■ Given problem: Give the records below as a Markdown table with the columns Row and Line, one numbered row for each line and no rows for blank lines.
## begin Provided entries
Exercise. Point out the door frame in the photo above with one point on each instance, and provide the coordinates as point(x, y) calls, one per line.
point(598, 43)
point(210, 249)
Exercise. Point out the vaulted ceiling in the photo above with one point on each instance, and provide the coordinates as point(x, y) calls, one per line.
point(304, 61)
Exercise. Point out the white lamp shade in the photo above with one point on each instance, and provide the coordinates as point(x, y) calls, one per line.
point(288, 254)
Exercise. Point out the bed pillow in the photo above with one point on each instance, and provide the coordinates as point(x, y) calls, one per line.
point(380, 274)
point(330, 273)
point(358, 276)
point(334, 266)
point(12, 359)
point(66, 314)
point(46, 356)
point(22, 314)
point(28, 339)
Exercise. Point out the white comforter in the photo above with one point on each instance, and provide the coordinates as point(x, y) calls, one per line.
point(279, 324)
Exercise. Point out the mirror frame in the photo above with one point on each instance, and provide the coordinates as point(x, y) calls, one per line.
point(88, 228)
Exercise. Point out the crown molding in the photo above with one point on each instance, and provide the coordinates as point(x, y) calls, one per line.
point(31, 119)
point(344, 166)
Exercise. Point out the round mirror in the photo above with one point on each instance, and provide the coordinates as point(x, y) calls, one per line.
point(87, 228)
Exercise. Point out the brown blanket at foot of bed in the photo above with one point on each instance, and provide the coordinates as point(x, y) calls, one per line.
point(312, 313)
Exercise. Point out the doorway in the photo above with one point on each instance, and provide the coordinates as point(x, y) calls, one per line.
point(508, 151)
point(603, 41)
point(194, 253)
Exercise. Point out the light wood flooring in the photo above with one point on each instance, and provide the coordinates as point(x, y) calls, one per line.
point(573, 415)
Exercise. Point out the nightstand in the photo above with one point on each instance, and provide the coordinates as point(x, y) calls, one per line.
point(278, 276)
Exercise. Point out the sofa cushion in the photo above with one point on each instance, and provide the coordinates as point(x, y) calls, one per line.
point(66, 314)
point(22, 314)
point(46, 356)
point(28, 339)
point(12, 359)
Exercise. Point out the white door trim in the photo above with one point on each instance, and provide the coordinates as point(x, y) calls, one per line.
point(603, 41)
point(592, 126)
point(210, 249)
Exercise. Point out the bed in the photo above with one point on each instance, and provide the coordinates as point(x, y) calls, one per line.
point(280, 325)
## end Provided entries
■ Answer to this task:
| Row | Line |
|---|---|
| 1 | Exercise. Point out the door frame in the photo above with one point on each instance, and provide the coordinates as point(x, y) calls, one per line. |
| 2 | point(598, 43) |
| 3 | point(210, 249) |
| 4 | Exercise. Point out the vaulted ceiling in the photo above with one point on each instance, and provide the coordinates as point(x, y) calls, one per line. |
| 5 | point(304, 61) |
| 6 | Exercise. Point out the white lamp shade in the photo above with one point on each instance, and provide the coordinates as point(x, y) calls, one per line. |
| 7 | point(288, 254) |
| 8 | Exercise. Point out the bed pillow in the photo above with one point on each instance, and provide the coordinates as point(x, y) calls, one per line. |
| 9 | point(380, 274) |
| 10 | point(330, 273) |
| 11 | point(358, 276) |
| 12 | point(334, 266) |
| 13 | point(12, 359) |
| 14 | point(66, 314) |
| 15 | point(46, 356) |
| 16 | point(22, 314) |
| 17 | point(28, 339) |
| 18 | Exercise. Point out the white comforter in the photo above with one point on each instance, and provide the coordinates as point(x, y) calls, one per line. |
| 19 | point(279, 324) |
| 20 | Exercise. Point out the mirror frame in the photo above with one point on each instance, and provide the coordinates as point(x, y) calls, one per line. |
| 21 | point(88, 228) |
| 22 | Exercise. Point out the crown molding in the photo above with one point on each instance, and provide the coordinates as point(x, y) calls, one per line. |
| 23 | point(31, 119) |
| 24 | point(344, 166) |
| 25 | Exercise. Point out the round mirror in the photo above with one point on each instance, and provide the coordinates as point(x, y) calls, one per line. |
| 26 | point(87, 228) |
| 27 | Exercise. Point out the brown blanket at foot of bed in the photo above with one point on each instance, and provide the coordinates as point(x, y) calls, one per line. |
| 28 | point(312, 313) |
| 29 | Exercise. Point out the doorway in the photo above with one point on each instance, and provide the coordinates as point(x, y) calls, one per line. |
| 30 | point(508, 151) |
| 31 | point(603, 41) |
| 32 | point(194, 253) |
| 33 | Exercise. Point out the light wood flooring in the photo above with one point on each instance, and provide the coordinates as point(x, y) calls, one per line. |
| 34 | point(573, 415) |
| 35 | Exercise. Point out the nightstand in the photo above with one point on each instance, and provide the coordinates as point(x, y) calls, one per line. |
| 36 | point(278, 276) |
| 37 | Exercise. Point out the sofa cushion in the photo above with one point on each instance, and provide the coordinates as point(x, y) calls, one per line. |
| 38 | point(66, 314) |
| 39 | point(22, 314) |
| 40 | point(46, 356) |
| 41 | point(28, 339) |
| 42 | point(12, 359) |
| 43 | Exercise. Point out the white door trim in the photo above with one point on each instance, and provide the coordinates as point(x, y) calls, one per line. |
| 44 | point(603, 41) |
| 45 | point(592, 126) |
| 46 | point(210, 249) |
| 47 | Exercise. Point out the bed in the photo above with one point on each instance, and provide the coordinates as point(x, y) calls, one per line. |
| 48 | point(280, 325) |